Excerpt provided section start
I love this, Ani. I loved hearing about the glitter and the wine, and the tentativeness. I’ll take all of those things!
Fab article Ani! Loved reading it and your use of the analogy of bread, jam and glitter…could really feel the excitement and the sparkle of the bubbles in the wine!
Heart felt and congruent (very person centred). I like the way you flag the very personal nature of truth and how we can’t easily adopt others truths to fit out own. If a therapy has strict dos and don’t s it is manualised by default I think!
Great blog. Thank you. I connected hugely with what you wrote, knowing that it is very similar to how I practice. Working collaboratively with the Client still being their own expert.
Excerpt provided section end
Entries supplied section start
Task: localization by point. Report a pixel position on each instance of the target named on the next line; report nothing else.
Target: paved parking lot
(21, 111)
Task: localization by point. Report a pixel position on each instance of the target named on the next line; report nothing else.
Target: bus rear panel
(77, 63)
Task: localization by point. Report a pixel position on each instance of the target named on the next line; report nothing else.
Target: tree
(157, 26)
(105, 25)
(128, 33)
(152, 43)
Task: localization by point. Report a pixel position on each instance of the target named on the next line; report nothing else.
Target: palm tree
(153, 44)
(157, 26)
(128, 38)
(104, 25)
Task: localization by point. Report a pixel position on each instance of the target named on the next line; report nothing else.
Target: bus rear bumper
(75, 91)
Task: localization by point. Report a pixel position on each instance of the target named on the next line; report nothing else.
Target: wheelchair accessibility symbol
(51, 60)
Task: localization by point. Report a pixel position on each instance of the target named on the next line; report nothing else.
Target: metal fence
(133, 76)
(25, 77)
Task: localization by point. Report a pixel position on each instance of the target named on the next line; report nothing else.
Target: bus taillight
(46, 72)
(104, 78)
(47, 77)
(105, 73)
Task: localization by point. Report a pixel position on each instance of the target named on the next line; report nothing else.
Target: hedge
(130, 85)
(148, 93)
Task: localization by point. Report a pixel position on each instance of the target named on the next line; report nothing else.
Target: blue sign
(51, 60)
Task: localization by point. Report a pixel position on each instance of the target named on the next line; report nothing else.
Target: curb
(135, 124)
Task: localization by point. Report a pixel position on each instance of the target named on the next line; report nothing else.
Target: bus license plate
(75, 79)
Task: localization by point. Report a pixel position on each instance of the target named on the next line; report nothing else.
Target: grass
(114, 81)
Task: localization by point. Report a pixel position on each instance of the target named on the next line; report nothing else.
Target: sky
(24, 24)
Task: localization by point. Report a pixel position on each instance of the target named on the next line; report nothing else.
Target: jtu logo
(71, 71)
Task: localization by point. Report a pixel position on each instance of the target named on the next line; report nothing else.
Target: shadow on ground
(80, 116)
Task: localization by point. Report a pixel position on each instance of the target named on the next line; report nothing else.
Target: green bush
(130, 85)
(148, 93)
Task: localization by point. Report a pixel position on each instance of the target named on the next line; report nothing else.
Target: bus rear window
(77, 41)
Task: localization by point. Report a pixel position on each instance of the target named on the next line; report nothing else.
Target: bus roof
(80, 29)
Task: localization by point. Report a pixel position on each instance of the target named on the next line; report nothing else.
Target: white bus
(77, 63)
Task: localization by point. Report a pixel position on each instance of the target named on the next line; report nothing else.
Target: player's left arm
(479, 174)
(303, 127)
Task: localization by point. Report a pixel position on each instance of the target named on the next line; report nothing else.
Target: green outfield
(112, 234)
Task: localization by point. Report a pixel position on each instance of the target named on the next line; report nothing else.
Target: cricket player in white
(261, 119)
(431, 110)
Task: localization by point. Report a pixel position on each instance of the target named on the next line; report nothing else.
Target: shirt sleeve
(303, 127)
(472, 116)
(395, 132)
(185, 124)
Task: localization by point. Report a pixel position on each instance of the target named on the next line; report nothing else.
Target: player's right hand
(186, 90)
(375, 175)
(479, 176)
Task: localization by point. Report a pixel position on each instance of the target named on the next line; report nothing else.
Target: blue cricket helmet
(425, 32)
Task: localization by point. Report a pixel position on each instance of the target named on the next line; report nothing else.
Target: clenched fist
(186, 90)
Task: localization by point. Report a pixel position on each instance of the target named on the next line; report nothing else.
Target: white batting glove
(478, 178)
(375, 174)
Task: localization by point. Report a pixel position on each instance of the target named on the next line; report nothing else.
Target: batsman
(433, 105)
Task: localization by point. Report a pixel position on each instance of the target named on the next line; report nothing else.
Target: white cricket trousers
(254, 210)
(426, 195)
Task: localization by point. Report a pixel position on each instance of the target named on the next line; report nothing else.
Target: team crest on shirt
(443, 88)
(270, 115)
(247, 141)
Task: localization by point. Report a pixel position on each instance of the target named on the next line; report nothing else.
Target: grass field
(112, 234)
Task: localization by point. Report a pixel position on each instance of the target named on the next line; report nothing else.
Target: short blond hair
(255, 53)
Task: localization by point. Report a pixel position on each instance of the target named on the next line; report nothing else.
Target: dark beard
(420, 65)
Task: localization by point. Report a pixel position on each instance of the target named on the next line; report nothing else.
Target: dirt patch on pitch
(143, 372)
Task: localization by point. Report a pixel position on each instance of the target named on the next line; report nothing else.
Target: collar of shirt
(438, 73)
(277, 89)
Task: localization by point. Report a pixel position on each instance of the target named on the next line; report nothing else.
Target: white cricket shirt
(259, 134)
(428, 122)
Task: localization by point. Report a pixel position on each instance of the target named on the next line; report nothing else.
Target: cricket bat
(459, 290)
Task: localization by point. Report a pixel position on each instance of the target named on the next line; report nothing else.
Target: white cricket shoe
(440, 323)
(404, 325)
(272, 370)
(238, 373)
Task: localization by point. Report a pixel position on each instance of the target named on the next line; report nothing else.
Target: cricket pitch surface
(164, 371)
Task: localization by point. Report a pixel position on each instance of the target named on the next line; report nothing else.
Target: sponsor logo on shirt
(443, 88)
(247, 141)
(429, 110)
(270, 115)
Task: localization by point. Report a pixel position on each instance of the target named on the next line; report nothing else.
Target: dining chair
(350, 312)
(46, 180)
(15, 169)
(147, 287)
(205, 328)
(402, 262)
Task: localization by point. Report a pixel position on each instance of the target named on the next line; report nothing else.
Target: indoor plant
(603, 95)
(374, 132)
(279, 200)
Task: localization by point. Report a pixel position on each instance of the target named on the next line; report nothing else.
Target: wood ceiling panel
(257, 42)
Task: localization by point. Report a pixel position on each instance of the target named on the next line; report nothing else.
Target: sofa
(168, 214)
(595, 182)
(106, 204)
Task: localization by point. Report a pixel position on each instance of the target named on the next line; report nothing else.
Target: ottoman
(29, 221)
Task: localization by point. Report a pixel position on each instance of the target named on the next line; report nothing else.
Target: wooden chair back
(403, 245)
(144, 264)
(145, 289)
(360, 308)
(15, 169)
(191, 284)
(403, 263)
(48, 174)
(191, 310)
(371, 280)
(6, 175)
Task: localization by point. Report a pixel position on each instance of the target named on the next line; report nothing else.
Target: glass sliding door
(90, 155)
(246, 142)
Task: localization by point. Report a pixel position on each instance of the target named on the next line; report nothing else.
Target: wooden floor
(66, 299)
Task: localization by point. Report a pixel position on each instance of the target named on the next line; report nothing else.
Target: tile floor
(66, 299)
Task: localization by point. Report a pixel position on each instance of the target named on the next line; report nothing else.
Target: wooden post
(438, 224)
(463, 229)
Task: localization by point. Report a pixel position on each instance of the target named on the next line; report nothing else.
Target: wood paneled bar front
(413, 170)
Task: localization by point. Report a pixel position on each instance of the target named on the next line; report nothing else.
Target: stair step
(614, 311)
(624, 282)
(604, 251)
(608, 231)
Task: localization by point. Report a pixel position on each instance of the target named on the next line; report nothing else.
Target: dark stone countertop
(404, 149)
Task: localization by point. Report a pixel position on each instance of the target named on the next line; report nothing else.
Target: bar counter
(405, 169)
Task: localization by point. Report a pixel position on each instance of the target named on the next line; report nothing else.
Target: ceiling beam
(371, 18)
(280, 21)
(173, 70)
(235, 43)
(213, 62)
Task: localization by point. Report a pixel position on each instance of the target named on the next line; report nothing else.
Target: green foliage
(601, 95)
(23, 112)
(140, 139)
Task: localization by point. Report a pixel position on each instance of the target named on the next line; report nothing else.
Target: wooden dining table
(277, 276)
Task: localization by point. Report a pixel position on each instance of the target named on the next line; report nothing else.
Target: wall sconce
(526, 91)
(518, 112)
Entries supplied section end
Work item A |
Sum up the comments in two sentences.
Work item B |
Reproduce the part of the comments running from "I love this, Ani." to "in the wine!".
The records have nothing to do with this and can be ignored.

Problem solution A |
Readers praise Ani's article, enjoying its analogy of bread, jam and glitter and feeling the excitement and sparkle of the bubbles in the wine. One calls it heartfelt and values how it shows the very personal nature of truth, and another says it is very similar to how they practice, working collaboratively with the client as their own expert.

Problem solution B |
I love this, Ani. I loved hearing about the glitter and the wine, and the tentativeness. I’ll take all of those things!
Fab article Ani! Loved reading it and your use of the analogy of bread, jam and glitter…could really feel the excitement and the sparkle of the bubbles in the wine!